Pointing dataset excerpts

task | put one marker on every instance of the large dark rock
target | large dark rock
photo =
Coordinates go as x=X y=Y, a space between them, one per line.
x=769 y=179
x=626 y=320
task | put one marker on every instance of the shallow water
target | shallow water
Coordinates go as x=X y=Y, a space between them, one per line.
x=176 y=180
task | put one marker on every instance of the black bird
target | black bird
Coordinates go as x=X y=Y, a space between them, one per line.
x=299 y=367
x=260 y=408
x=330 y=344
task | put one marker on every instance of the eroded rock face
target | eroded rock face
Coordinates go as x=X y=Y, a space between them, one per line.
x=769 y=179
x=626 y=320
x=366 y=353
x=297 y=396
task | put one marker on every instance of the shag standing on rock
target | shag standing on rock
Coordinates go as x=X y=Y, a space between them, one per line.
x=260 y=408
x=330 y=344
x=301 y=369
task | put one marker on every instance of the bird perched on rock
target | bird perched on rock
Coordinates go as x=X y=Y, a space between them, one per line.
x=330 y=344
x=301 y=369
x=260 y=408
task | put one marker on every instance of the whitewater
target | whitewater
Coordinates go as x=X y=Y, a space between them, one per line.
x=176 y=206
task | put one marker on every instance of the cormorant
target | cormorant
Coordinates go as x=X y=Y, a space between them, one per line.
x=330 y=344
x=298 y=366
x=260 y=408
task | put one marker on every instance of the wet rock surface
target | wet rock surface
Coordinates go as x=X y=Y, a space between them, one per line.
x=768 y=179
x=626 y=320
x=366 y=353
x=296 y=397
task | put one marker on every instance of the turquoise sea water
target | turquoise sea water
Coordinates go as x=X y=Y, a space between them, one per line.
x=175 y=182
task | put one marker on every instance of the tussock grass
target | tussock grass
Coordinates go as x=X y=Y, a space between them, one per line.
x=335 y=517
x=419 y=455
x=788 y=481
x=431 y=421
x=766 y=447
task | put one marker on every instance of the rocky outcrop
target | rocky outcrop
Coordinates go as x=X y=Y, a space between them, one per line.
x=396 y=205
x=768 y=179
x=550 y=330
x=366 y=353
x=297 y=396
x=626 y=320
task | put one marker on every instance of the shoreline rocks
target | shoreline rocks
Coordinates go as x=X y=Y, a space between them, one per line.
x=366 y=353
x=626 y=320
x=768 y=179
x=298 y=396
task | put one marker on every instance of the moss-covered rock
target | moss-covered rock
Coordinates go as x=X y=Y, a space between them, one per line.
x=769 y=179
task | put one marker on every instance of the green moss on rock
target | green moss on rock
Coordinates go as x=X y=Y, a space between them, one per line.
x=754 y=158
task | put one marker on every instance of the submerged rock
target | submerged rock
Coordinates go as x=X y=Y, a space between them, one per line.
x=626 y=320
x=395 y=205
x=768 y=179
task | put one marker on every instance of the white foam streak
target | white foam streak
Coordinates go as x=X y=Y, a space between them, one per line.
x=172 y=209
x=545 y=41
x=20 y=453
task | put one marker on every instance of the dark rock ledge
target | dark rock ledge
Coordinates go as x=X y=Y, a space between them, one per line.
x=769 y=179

- Task goal
Only the lines from the one containing "task | put one marker on every instance of the shoreline" to the end of the listing belong in the output, each reproduced exactly.

- Solved problem
task | put one marker on every instance of the shoreline rocks
target | shoreline rocks
Coordinates go as x=X y=Y, a space between them, one per line.
x=366 y=353
x=626 y=320
x=768 y=179
x=298 y=396
task | put one marker on every instance of the moss-covered rock
target | moss-covered rock
Coordinates go as x=X y=Y, a space between them, one per line.
x=769 y=179
task | put one marker on every instance of the green moss on rock
target | green moss on rock
Coordinates go as x=X y=Y, a space between them, one per line.
x=754 y=158
task | put one marker on every instance of the submerged rock
target | submerged rock
Coordinates go as x=X y=Y, a space between them, one per line.
x=626 y=320
x=395 y=205
x=768 y=179
task | put one marker on every instance of the white foam streak
target | white foam streak
Coordinates go as x=X y=Y, a space between them, one per line.
x=172 y=209
x=545 y=41
x=20 y=453
task | put one marker on every instance of the dark rock ledge
target | dark rock ledge
Coordinates go as x=X y=Y, a space between them, one per line.
x=769 y=179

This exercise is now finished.